#### TASK INPUT
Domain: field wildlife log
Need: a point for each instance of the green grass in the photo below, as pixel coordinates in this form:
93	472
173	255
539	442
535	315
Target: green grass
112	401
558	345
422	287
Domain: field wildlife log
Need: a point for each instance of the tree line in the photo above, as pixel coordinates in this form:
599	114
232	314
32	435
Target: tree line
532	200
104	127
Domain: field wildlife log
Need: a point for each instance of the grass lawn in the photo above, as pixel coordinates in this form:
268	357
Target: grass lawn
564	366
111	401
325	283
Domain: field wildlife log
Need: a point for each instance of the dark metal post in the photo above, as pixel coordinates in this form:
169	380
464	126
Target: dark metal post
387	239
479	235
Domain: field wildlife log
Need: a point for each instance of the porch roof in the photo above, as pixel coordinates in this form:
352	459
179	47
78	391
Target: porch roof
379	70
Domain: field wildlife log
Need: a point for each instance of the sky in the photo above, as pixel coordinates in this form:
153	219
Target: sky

#### EXERCISE INSTRUCTIONS
Show every line in the records above that contains the string "form".

#### ANSWER TO THIS EXERCISE
Need: a point for each instance of the green grass in the photo below, as pixel coordinates in this form:
Need: a point for each instance of the tree line in the photo above, as pixel coordinates in this form:
Need: a point for each instance of the grass lawn in the photo above, as pixel coordinates in this form:
Need: a point for each instance of the dark metal post in the photo above, as pixel coordinates in this form:
Need: a point for each instance of the porch roof in the photo above, as pixel coordinates in this form:
Need: a point for each instance of the sky in the photo above, as pixel coordinates in this form:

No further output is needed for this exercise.